= Goals =
1. Answer these questions using the passage about the dataglove tutoring application:
(a) How many Bend sensors and how many switches are on the dataglove?
(b) What voltage outputs did the push down switches produce?
(c) From what does the trainee choose the sign to train for?
2. Write the next part of the passage about the dataglove tutoring application, starting after its last sentence.

[START OF Source]

The tutoring application Once the digital signals derived from the 13 Bend sensors and 4 switches on the dataglove were transferred to the PC, the values were each converted to angles. This involved a calibration process, where the voltages produced by specific bend angles were measured. Since these sensors are linear in nature, all the various angles were calculated linearly from any digital voltage value. This was confirmed for all the Bend sensors from the calibration measurements. The voltage outputs from the push down switches were either high (closed) or low (open).

As the signals from the two wrist Bend sensors were required to measure pitch up and down, 16 angles were derived form the 17 sensors and used to provide real-time control of a 3D animated model of the hand and arm as shown in Figure 2. The model replicates all the thumb/finger flexions and hand pitches up/down and yaws that can be made by the teachers and trainees. The model can be zoomed in/out, and studies from various viewing positions to help the trainee understand the teacher’s sign movements, before using the data-glove to try and replicate the sign. The trainee is able to select any sign to train for from the database of recorded signs from a list of pictures showing the object corresponding to each sign, as seen in the screen shot in Figure 3, and can practice this sign at their own rate until there was a good match with the recorded sign. The system produces continuous text feedback on the screen regarding the training status of each trainee.

[END OF Source]
[START OF Extracted material]

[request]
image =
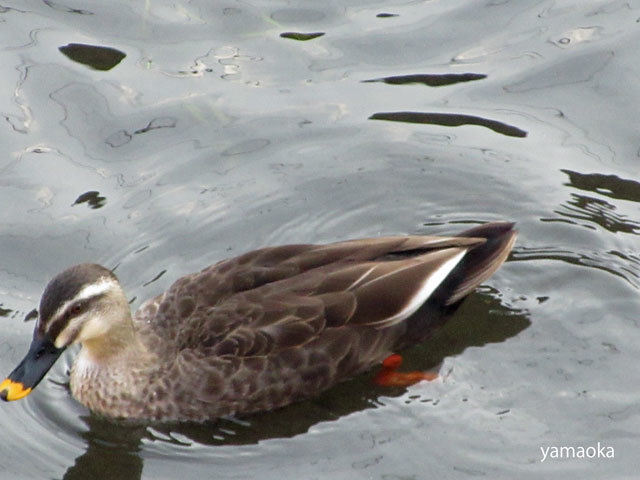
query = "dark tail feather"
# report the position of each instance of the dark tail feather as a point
(479, 263)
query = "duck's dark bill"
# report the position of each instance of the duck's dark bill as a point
(40, 358)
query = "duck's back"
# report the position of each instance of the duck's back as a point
(280, 324)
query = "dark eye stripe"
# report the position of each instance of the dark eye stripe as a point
(56, 326)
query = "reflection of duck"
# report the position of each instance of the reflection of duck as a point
(256, 332)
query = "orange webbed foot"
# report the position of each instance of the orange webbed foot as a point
(388, 376)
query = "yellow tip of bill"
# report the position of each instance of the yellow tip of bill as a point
(10, 390)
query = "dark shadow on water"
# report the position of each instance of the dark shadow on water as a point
(93, 56)
(592, 210)
(113, 448)
(431, 80)
(450, 120)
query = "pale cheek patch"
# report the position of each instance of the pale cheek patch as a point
(79, 331)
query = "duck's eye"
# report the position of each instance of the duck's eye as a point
(76, 309)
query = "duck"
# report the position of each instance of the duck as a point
(256, 332)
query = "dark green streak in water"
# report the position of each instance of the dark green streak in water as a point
(449, 120)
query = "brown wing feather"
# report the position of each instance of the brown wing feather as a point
(281, 297)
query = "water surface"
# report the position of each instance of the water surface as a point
(158, 137)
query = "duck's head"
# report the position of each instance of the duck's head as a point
(81, 304)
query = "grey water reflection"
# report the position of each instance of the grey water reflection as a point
(113, 448)
(595, 210)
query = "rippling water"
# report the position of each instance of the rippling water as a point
(158, 137)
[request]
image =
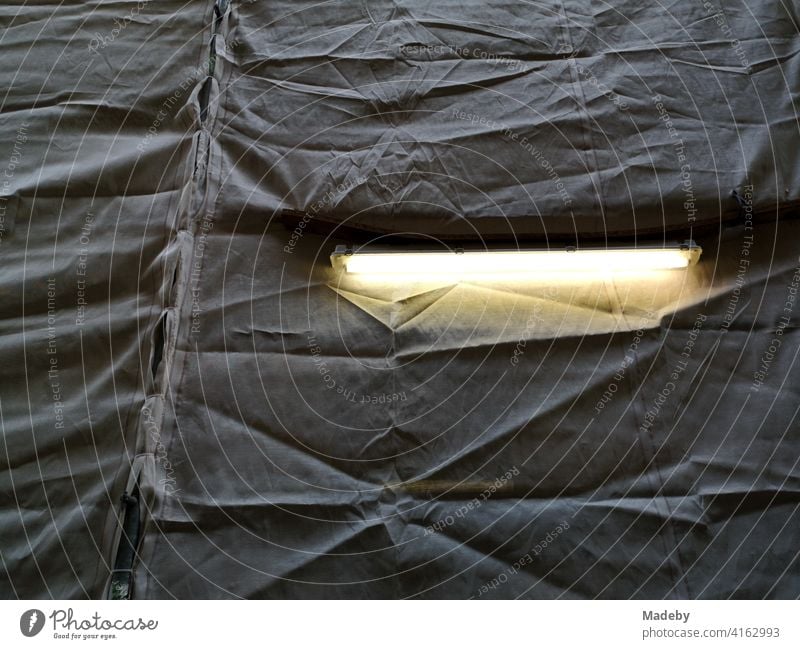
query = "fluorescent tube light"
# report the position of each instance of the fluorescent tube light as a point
(433, 263)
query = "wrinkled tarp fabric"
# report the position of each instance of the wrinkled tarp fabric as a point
(298, 434)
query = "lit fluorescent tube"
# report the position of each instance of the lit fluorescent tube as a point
(433, 263)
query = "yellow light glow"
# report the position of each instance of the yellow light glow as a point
(468, 263)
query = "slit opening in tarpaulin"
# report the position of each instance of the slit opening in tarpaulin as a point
(127, 547)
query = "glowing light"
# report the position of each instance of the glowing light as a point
(514, 262)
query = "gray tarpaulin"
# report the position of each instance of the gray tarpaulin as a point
(295, 433)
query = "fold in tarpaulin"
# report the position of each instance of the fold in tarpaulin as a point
(176, 354)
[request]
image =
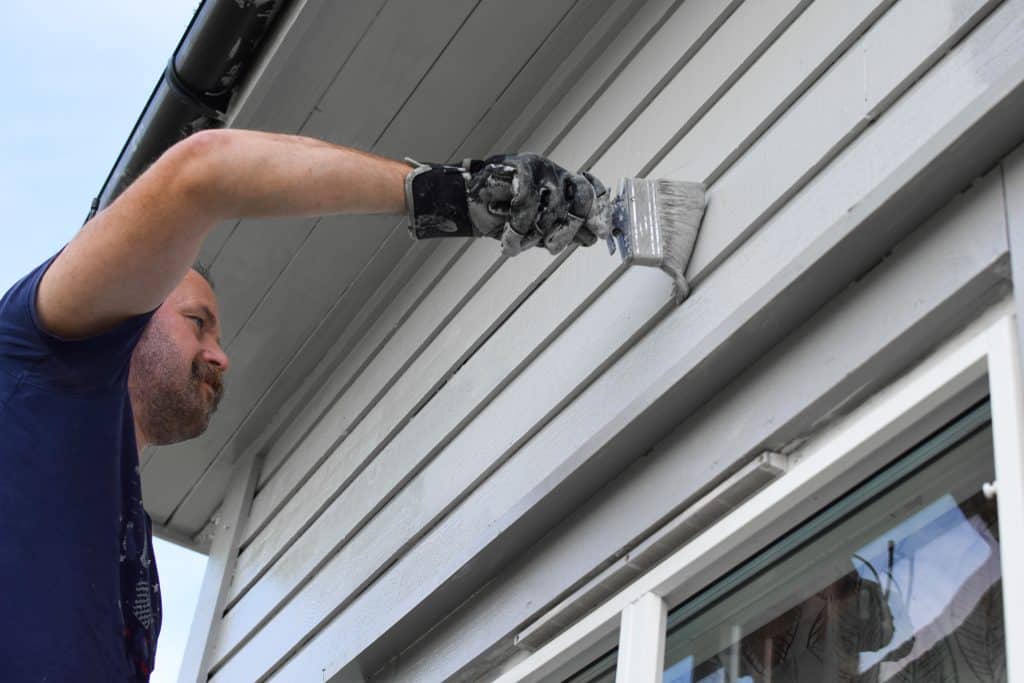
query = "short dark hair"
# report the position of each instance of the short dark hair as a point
(204, 272)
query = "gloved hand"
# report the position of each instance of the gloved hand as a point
(520, 200)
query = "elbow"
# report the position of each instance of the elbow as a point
(194, 170)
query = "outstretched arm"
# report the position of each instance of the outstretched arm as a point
(131, 255)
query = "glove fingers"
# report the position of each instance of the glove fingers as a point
(585, 237)
(513, 243)
(489, 197)
(562, 236)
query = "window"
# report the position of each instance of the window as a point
(914, 569)
(898, 581)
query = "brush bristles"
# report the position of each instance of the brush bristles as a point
(680, 207)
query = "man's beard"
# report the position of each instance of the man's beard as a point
(169, 406)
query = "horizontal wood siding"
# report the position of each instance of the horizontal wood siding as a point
(485, 374)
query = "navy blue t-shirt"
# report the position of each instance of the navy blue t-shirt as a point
(79, 595)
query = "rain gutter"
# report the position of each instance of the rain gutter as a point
(206, 70)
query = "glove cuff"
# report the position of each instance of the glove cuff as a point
(435, 195)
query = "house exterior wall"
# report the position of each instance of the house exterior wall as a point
(507, 429)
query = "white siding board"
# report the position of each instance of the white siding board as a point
(271, 250)
(282, 402)
(301, 509)
(582, 70)
(946, 258)
(309, 424)
(398, 49)
(369, 498)
(579, 95)
(460, 336)
(238, 624)
(725, 295)
(572, 34)
(449, 80)
(518, 33)
(782, 74)
(732, 46)
(412, 294)
(677, 41)
(471, 269)
(320, 24)
(807, 137)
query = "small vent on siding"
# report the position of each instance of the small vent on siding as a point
(658, 545)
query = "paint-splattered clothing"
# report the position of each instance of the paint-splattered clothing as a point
(80, 597)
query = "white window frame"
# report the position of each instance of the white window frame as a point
(987, 348)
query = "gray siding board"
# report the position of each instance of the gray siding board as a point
(342, 511)
(785, 236)
(931, 175)
(1013, 183)
(279, 254)
(857, 343)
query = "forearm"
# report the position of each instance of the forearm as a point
(243, 174)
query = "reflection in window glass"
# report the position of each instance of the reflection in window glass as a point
(903, 587)
(601, 670)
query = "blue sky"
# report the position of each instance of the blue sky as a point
(76, 76)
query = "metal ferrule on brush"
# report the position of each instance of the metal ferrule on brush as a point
(655, 222)
(635, 222)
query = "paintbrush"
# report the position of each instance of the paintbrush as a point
(655, 222)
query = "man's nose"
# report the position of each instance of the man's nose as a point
(216, 356)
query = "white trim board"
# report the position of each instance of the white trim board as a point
(987, 348)
(860, 216)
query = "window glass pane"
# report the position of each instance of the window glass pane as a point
(601, 670)
(903, 586)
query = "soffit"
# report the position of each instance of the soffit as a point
(433, 81)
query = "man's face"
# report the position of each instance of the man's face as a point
(176, 369)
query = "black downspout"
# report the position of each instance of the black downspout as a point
(209, 63)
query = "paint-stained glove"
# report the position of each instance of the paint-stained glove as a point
(520, 200)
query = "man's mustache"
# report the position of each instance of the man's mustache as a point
(203, 372)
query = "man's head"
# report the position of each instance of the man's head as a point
(176, 369)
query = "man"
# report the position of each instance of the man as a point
(114, 344)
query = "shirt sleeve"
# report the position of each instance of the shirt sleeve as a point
(82, 365)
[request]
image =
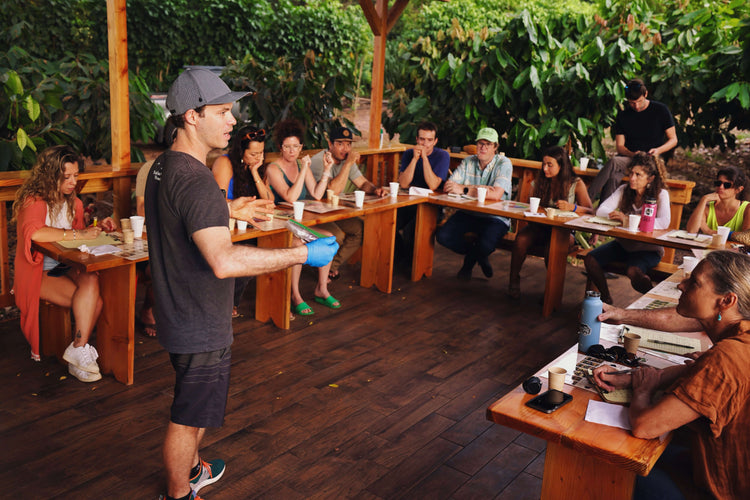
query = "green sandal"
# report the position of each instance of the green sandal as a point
(302, 307)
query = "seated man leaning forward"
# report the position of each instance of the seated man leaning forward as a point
(489, 170)
(346, 178)
(710, 396)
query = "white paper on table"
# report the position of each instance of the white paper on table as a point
(612, 415)
(417, 191)
(99, 250)
(567, 360)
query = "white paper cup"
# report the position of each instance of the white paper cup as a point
(299, 210)
(534, 204)
(724, 232)
(689, 263)
(359, 198)
(556, 377)
(136, 222)
(481, 194)
(634, 220)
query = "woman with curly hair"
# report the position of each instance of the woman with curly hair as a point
(291, 179)
(47, 209)
(647, 175)
(240, 173)
(558, 187)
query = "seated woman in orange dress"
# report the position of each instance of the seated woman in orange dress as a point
(47, 209)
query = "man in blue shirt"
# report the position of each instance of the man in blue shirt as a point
(422, 166)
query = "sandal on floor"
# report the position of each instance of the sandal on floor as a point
(329, 301)
(301, 308)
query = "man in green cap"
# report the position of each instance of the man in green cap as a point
(486, 169)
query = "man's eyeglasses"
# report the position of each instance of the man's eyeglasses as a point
(256, 136)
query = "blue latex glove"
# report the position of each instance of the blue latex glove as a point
(321, 251)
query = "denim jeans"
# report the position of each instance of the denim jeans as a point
(489, 232)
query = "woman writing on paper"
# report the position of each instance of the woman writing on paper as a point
(709, 399)
(47, 209)
(291, 179)
(558, 187)
(646, 180)
(726, 206)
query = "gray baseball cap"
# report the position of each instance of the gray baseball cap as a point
(197, 87)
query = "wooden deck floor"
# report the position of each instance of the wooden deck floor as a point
(384, 398)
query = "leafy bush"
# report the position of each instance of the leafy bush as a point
(65, 101)
(543, 83)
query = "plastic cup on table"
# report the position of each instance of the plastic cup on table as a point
(723, 231)
(534, 204)
(556, 377)
(359, 198)
(299, 210)
(481, 194)
(631, 342)
(634, 220)
(136, 222)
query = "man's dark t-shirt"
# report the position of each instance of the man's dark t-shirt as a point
(193, 307)
(644, 130)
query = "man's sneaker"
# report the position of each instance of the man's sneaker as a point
(82, 357)
(209, 474)
(83, 375)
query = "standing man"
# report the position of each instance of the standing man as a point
(425, 167)
(346, 178)
(486, 169)
(193, 262)
(643, 126)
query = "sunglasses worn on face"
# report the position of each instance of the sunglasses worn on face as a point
(257, 136)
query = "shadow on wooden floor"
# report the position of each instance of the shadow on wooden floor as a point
(384, 398)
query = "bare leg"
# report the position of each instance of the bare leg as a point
(596, 276)
(80, 292)
(180, 455)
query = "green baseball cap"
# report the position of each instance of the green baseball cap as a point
(488, 134)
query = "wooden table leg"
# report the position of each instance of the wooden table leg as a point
(424, 243)
(273, 290)
(115, 337)
(556, 265)
(570, 474)
(377, 250)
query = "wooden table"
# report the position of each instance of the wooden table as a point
(583, 459)
(115, 338)
(558, 246)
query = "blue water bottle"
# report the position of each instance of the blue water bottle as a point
(588, 330)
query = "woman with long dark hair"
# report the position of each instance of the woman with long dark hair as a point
(726, 206)
(558, 187)
(647, 175)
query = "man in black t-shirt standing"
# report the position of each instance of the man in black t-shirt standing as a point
(644, 125)
(193, 263)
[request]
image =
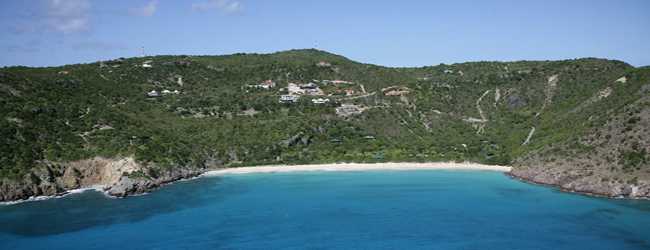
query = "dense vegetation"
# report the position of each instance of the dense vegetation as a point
(479, 112)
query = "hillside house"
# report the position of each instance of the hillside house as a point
(308, 86)
(267, 84)
(289, 98)
(323, 64)
(320, 100)
(348, 108)
(397, 92)
(441, 84)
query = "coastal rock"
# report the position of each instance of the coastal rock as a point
(590, 185)
(111, 175)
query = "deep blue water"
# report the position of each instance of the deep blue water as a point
(332, 210)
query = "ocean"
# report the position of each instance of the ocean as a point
(414, 209)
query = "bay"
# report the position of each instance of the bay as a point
(415, 209)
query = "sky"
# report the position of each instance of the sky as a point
(405, 33)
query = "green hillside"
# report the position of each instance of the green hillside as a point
(479, 112)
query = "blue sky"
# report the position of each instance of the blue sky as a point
(393, 33)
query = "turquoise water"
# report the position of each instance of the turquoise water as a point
(332, 210)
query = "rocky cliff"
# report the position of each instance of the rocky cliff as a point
(118, 177)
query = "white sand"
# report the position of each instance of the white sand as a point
(359, 166)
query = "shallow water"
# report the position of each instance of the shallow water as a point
(419, 209)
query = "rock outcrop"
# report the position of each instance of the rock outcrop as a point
(590, 185)
(115, 176)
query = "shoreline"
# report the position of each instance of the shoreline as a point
(359, 167)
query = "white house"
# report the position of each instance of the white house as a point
(267, 85)
(289, 98)
(348, 108)
(320, 100)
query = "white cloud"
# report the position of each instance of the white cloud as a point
(61, 17)
(223, 7)
(98, 46)
(146, 11)
(30, 46)
(232, 9)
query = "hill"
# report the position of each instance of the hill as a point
(580, 124)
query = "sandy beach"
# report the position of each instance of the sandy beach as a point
(360, 166)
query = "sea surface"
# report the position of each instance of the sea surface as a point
(415, 209)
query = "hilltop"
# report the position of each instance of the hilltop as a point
(136, 123)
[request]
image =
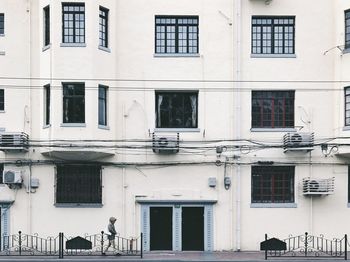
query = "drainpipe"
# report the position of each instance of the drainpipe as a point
(237, 101)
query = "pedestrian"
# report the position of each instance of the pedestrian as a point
(110, 234)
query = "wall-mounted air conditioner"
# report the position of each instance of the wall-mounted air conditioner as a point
(11, 177)
(298, 142)
(168, 144)
(317, 186)
(10, 141)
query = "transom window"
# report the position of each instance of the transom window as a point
(73, 103)
(176, 34)
(2, 99)
(176, 109)
(73, 17)
(272, 184)
(78, 184)
(2, 24)
(347, 28)
(272, 109)
(103, 27)
(347, 106)
(273, 35)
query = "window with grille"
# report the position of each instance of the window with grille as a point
(176, 34)
(102, 105)
(73, 19)
(2, 99)
(46, 25)
(272, 109)
(347, 106)
(272, 184)
(73, 103)
(176, 109)
(103, 27)
(78, 184)
(2, 24)
(273, 35)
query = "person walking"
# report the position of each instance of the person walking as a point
(110, 234)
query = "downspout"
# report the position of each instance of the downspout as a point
(237, 101)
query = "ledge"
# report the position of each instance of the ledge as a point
(176, 55)
(273, 129)
(72, 45)
(273, 205)
(177, 130)
(78, 205)
(273, 56)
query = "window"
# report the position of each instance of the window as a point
(2, 99)
(347, 29)
(78, 184)
(347, 106)
(273, 35)
(176, 35)
(273, 184)
(102, 105)
(176, 109)
(2, 24)
(73, 103)
(103, 27)
(73, 28)
(46, 25)
(272, 109)
(47, 102)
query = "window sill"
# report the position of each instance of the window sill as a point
(273, 205)
(106, 49)
(46, 47)
(103, 127)
(73, 125)
(177, 130)
(255, 129)
(83, 205)
(273, 56)
(73, 45)
(176, 55)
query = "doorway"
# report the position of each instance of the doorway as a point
(161, 228)
(193, 228)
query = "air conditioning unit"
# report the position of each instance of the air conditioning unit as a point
(298, 142)
(12, 177)
(314, 186)
(165, 144)
(14, 141)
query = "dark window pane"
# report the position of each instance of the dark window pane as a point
(176, 109)
(78, 184)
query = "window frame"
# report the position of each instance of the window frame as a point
(260, 117)
(71, 177)
(103, 29)
(272, 172)
(272, 39)
(158, 119)
(75, 13)
(2, 100)
(46, 26)
(74, 97)
(104, 101)
(177, 34)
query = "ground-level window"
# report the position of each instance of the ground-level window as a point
(73, 103)
(272, 109)
(78, 184)
(273, 184)
(176, 109)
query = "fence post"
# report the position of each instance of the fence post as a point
(102, 232)
(141, 245)
(346, 246)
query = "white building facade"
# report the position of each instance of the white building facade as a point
(201, 124)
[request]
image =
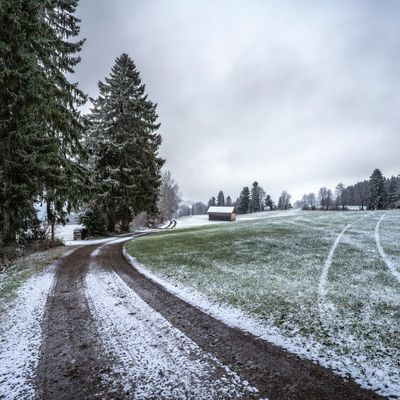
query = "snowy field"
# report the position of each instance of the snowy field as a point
(325, 285)
(23, 294)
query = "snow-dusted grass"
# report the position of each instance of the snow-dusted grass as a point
(153, 358)
(24, 295)
(271, 270)
(23, 269)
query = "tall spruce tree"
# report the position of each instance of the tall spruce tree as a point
(220, 199)
(124, 144)
(244, 201)
(40, 127)
(377, 196)
(269, 203)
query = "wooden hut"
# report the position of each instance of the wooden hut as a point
(216, 213)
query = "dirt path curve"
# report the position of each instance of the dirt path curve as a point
(74, 363)
(275, 372)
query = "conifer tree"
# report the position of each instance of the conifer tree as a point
(212, 202)
(40, 127)
(269, 203)
(376, 191)
(244, 201)
(220, 199)
(257, 198)
(124, 144)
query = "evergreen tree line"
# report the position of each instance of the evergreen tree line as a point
(49, 152)
(252, 200)
(377, 193)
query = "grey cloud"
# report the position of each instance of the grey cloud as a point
(293, 94)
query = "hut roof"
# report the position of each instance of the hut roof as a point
(221, 210)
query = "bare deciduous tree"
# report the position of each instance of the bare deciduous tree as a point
(169, 197)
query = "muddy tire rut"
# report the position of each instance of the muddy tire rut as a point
(74, 363)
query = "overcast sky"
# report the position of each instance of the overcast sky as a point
(293, 94)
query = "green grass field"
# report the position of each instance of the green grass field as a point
(272, 269)
(22, 269)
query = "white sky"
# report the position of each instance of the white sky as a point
(293, 94)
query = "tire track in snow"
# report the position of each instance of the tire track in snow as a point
(382, 253)
(155, 359)
(326, 307)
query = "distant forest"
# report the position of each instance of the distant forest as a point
(377, 193)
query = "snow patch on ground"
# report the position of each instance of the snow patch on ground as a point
(385, 258)
(327, 308)
(21, 336)
(155, 359)
(369, 376)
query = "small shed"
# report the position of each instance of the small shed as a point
(216, 213)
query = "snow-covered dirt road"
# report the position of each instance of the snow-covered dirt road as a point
(106, 331)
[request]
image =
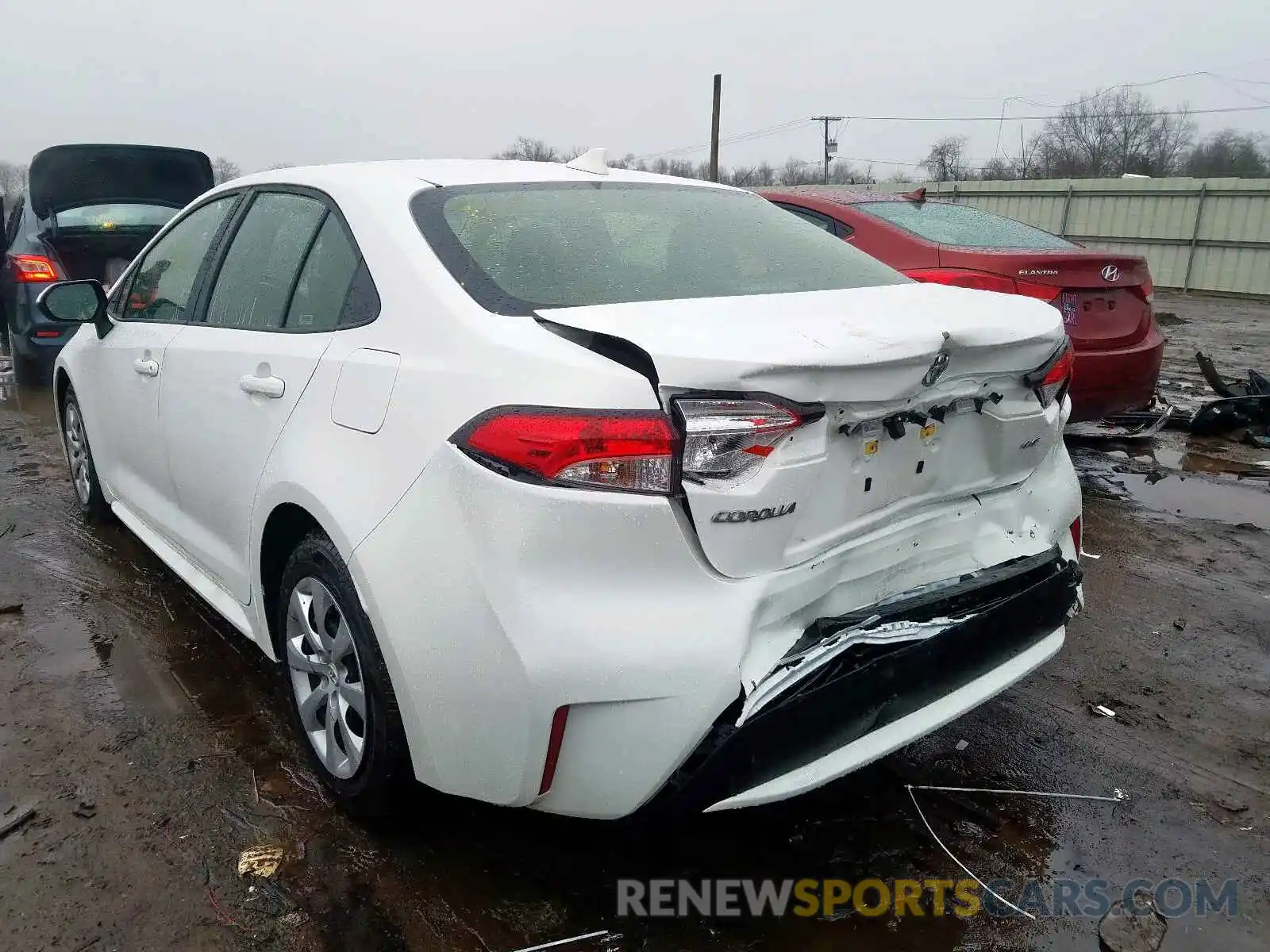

[END OF Extracted material]

= Answers for this exercise =
1.
(a) There are 13 Bend sensors and 4 switches.
(b) Their outputs were either high (closed) or low (open).
(c) The trainee chooses from a list of pictures showing the object corresponding to each sign, drawn from the database of recorded signs.

2.
The recorded signs were obtained from ArSL using the same data-glove in the same way as the as the trainee, and the full movements and timings are stored in a system database in order to replay the animated 3D movement for the trainees. However, in order to reduce the amount of data to be stored and used for the comparison of the trainee and teacher’s sign movement, the sign movements were also processed and represented in binary form. In the case of the Bend sensor angles, a straight and bent thumb/finger corresponded to 0° and 90° respectively. However, the teachers set tolerences of ±15° for finger flexes, and wrist movements, and so 0°-15° was coded as 0 and 75°-90° coded as 1. (The range of angles from 15°-75° were ignored and left for future work). The switch signals were coded as 0 (open) and 1 (closed).

The final positions of the

thumb/fingers and wrists in a posture were thus encoded as a 17-bit binary pattern. (It should be noted that the two wrist sensors detecting pitch up and down were not independent as both could not be 1 at the same time.) In the case of a gesture, this binary pattern was recorded for each posture movement that formed the gesture. Although this approach loses information about the absolute speed of a sign, and the precise sequence of the thumb/finger and wrist movements, but does permit comparisons between the teacher’s movements and the slower and more variable speeds of a trainee. The application decided that the trainee had replicated the recorded posture when the two binary patterns matched exactly. While the system could give an indication of which angles were incorrect, the users found this confusing and this facility was eventually disabled.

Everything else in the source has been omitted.